### [PROBLEM]
Every line from the line containing "Find the striped" to the end of the data must appear in the answer exactly as it appears there, and nothing else.

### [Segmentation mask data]
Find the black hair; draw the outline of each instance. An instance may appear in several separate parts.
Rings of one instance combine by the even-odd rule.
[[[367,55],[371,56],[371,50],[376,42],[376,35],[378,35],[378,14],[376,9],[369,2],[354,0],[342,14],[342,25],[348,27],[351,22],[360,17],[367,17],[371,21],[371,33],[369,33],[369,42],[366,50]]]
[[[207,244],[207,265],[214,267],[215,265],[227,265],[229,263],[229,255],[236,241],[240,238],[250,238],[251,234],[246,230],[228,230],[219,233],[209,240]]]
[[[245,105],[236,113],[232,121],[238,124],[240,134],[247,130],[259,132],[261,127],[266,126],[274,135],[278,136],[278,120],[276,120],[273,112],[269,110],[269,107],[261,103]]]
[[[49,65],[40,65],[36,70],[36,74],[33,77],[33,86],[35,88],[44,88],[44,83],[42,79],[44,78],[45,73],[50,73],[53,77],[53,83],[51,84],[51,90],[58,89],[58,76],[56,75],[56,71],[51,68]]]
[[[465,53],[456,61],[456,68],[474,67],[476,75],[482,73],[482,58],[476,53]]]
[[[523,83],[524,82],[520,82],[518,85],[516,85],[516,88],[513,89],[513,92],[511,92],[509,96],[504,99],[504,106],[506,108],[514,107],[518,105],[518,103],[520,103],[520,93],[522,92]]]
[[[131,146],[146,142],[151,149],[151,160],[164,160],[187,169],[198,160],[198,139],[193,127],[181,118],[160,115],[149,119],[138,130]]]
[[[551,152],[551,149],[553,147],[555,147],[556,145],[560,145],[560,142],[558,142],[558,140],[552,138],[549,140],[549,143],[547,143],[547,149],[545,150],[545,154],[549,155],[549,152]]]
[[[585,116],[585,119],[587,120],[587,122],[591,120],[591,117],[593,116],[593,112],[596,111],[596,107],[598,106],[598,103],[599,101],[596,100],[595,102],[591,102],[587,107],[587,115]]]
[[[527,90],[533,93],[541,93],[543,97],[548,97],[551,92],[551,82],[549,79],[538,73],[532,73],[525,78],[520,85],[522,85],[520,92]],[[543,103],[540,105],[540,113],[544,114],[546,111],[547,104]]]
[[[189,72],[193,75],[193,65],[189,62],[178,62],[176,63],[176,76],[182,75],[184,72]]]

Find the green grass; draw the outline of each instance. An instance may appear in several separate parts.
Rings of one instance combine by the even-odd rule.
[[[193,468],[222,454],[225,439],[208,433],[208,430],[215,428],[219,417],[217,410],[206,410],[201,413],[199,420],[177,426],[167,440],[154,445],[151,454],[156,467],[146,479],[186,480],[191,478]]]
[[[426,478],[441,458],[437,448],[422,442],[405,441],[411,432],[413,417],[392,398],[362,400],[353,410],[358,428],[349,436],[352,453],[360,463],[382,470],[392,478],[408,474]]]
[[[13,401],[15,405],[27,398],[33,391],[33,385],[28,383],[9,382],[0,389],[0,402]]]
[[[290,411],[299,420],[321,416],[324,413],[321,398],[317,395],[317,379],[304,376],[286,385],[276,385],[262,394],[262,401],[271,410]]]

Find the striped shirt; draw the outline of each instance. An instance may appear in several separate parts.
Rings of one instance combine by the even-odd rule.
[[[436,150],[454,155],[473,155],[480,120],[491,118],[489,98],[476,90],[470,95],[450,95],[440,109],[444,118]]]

### [ANSWER FOR THE TASK]
Find the striped shirt; draw the outline of each instance. An instance may appear in several separate parts.
Rings of one instance combine by the even-odd rule.
[[[436,150],[454,155],[473,155],[480,120],[491,118],[489,98],[476,90],[470,95],[450,95],[440,109],[444,118]]]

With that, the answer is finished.